About Byte per second (Bps)
A byte per second (B/s or Bps) is the base byte-based unit of data transfer rate, equal to 8 bits per second. While ISPs advertise in bits per second, download managers, operating systems, and file transfer tools display speeds in bytes per second — a direct measure of how quickly usable file data arrives. The conversion between bits and bytes is constant: divide Mbps by 8 to get MB/s. At 1 B/s, transferring a 1 MB file would take about 11.5 days.
An old dial-up connection at 56 kbps delivered roughly 7,000 B/s (7 kB/s) of actual file data. USB 2.0 maxes out at about 60,000,000 B/s (60 MB/s).
Mebibit per second – Frequently Asked Questions
When would I encounter mebibits instead of megabits?
Mainly in Linux system tools, IEC-compliant technical specifications, and some enterprise storage documentation. The iperf3 network testing tool can report in Mibps if configured to use binary units. Most consumer-facing software and ISPs use megabits exclusively.

+++

- EXERCISE PROMPT
Please write out, word for word, the part of the byte-per-second passage that opens with the words containing "Mainly in Linux" and closes with "use megabits exclusively.". The data after this point is separate from the byte-per-second passage.

- RECORDED DATA

+++

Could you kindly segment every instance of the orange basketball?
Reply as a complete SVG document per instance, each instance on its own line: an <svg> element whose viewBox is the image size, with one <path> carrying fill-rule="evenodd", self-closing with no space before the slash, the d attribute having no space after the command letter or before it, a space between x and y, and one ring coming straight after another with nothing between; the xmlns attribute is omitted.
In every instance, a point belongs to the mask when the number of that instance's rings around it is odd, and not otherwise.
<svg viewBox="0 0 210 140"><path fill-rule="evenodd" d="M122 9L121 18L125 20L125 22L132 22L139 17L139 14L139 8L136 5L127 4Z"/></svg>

+++

- WRITTEN SOLUTION
Mainly in Linux system tools, IEC-compliant technical specifications, and some enterprise storage documentation. The iperf3 network testing tool can report in Mibps if configured to use binary units. Most consumer-facing software and ISPs use megabits exclusively.